Aim of the exercise> Pull out every line of the listing below that contains the word "police", and copy each one unchanged.
============================================================
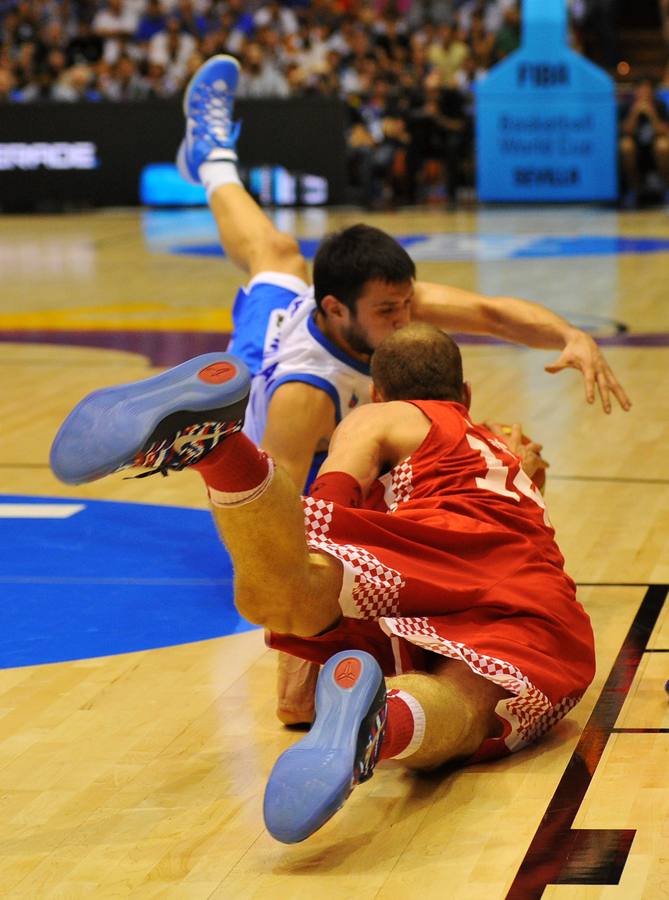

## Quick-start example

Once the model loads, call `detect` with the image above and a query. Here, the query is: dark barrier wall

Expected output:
[0,98,346,212]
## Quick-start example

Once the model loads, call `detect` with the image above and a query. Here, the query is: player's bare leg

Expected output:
[195,446,343,637]
[381,657,509,770]
[177,56,318,724]
[264,650,507,843]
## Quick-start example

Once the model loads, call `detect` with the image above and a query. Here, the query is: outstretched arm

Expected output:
[412,281,632,413]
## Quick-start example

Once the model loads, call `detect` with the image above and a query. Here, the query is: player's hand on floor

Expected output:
[545,328,632,413]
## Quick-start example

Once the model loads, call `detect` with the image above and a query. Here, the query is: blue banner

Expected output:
[476,0,618,202]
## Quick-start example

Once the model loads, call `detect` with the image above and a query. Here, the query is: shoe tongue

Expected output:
[206,147,237,162]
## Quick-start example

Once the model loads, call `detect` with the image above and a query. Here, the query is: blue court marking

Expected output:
[163,234,669,261]
[0,496,255,668]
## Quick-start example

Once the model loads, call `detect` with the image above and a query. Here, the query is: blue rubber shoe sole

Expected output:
[264,650,386,844]
[50,353,251,484]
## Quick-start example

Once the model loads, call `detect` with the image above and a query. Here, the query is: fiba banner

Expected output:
[476,0,618,202]
[0,98,346,212]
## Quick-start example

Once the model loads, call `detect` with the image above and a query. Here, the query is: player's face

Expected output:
[344,281,413,356]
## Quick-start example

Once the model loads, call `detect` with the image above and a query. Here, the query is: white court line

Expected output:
[0,503,86,519]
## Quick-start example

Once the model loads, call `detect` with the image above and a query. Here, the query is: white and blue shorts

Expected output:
[228,272,309,375]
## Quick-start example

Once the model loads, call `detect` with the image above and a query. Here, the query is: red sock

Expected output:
[192,431,274,506]
[379,690,425,759]
[309,472,362,509]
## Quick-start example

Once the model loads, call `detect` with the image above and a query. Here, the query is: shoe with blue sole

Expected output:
[264,650,387,844]
[50,353,251,484]
[177,55,241,184]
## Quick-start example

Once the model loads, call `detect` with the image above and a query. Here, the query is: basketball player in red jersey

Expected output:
[51,323,595,842]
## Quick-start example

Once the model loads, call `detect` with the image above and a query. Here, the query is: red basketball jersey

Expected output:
[365,400,564,568]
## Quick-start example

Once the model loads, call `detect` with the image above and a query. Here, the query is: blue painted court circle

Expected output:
[0,496,254,668]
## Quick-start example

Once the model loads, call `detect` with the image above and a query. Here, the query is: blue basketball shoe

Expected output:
[50,353,251,484]
[177,55,241,184]
[264,650,387,844]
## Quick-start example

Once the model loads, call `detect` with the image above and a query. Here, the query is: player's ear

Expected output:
[321,294,346,319]
[369,382,386,403]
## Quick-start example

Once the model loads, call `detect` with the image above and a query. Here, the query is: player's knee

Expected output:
[252,226,308,281]
[235,578,310,637]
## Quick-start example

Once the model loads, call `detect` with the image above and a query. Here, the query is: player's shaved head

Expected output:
[371,322,465,403]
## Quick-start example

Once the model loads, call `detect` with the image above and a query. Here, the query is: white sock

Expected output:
[198,159,242,198]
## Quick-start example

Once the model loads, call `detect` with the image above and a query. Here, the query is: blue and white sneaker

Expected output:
[177,55,241,184]
[50,353,251,484]
[264,650,387,844]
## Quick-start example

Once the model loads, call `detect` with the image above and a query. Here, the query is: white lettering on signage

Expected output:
[0,141,98,172]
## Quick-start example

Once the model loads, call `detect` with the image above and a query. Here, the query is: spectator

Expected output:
[427,24,470,85]
[0,66,20,103]
[178,0,209,38]
[51,63,102,103]
[93,0,137,63]
[148,15,197,93]
[468,11,496,74]
[619,78,669,209]
[457,0,517,34]
[103,56,150,101]
[656,60,669,109]
[348,78,409,209]
[237,41,289,97]
[407,73,472,207]
[494,6,520,61]
[67,19,103,66]
[135,0,165,44]
[253,0,299,37]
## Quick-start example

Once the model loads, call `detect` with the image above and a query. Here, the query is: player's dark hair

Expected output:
[314,224,416,313]
[371,322,464,403]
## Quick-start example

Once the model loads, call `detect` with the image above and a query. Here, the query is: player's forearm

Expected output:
[414,283,577,350]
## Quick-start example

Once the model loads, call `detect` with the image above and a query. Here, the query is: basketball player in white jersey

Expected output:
[178,56,630,724]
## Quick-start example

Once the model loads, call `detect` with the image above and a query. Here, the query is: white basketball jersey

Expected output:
[244,288,371,444]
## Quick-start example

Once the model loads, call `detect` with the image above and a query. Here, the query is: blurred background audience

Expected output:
[0,0,669,207]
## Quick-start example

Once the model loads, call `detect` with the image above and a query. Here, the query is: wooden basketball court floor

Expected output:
[0,209,669,900]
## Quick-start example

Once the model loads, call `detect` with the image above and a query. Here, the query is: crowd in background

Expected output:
[0,0,669,206]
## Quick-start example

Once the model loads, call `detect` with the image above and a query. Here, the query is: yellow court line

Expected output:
[0,304,232,332]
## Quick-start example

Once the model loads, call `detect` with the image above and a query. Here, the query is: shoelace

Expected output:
[353,703,388,784]
[191,84,235,143]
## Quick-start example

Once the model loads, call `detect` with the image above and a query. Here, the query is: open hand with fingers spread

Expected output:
[545,328,632,413]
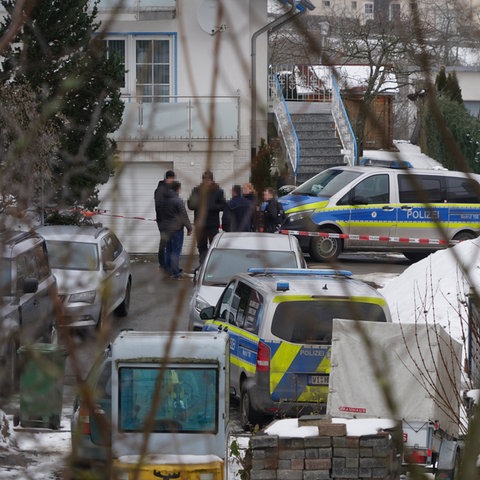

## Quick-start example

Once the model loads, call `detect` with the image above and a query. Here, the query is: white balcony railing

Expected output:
[113,95,240,143]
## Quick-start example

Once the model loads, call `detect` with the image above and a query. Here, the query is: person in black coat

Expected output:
[153,170,175,271]
[222,185,253,232]
[164,181,192,279]
[261,187,285,233]
[187,170,226,264]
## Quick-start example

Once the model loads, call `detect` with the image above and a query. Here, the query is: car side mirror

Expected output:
[23,277,38,293]
[103,260,115,272]
[200,307,215,320]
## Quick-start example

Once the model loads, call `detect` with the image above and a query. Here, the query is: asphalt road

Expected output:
[62,249,410,385]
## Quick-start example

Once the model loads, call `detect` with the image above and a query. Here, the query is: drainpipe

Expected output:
[250,0,315,160]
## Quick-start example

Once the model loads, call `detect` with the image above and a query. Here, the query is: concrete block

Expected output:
[251,435,278,450]
[318,423,347,437]
[305,458,332,470]
[304,437,332,448]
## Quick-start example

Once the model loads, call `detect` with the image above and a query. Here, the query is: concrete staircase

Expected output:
[288,102,345,185]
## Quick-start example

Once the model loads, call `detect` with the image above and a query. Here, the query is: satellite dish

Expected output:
[197,0,218,35]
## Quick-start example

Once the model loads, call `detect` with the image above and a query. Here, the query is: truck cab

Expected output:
[72,331,229,480]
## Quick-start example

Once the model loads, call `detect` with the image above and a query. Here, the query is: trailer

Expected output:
[327,319,462,480]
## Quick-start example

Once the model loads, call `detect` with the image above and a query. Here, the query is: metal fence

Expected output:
[114,95,240,143]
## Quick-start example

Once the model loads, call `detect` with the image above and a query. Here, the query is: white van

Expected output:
[279,166,480,261]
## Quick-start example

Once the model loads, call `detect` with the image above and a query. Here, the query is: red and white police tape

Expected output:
[279,230,460,245]
[83,210,461,246]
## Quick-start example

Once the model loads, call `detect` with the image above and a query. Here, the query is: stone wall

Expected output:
[249,423,400,480]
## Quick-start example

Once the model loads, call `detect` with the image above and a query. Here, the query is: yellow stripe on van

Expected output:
[285,200,328,214]
[272,295,387,306]
[270,342,302,393]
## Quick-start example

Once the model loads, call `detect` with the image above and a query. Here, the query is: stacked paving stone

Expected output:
[250,417,399,480]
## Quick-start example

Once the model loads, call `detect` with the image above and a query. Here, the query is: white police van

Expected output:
[279,166,480,261]
[200,268,391,429]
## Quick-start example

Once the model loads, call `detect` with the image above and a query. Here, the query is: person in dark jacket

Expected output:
[261,187,285,233]
[187,171,226,264]
[164,181,193,280]
[153,170,175,272]
[242,183,259,232]
[222,185,253,232]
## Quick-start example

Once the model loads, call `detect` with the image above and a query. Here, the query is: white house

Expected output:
[93,0,278,253]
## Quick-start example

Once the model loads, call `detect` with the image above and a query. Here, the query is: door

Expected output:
[16,245,55,343]
[395,174,449,244]
[204,281,263,394]
[337,173,397,249]
[101,232,129,312]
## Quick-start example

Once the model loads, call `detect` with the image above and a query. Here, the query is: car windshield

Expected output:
[291,168,362,197]
[272,299,387,344]
[0,258,12,297]
[119,365,219,433]
[47,240,99,270]
[203,248,298,285]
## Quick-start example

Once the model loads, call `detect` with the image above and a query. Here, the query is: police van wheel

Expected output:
============================================================
Task response>
Once the model loads, call `detect` with the image above and a query. Here, the query is: red and white police tape
Once the model loads, call `detect` with the image above and a query. Here, the query is: white police van
Once the model loads, call `detect` with the image above and a query. Here, the query is: police van wheel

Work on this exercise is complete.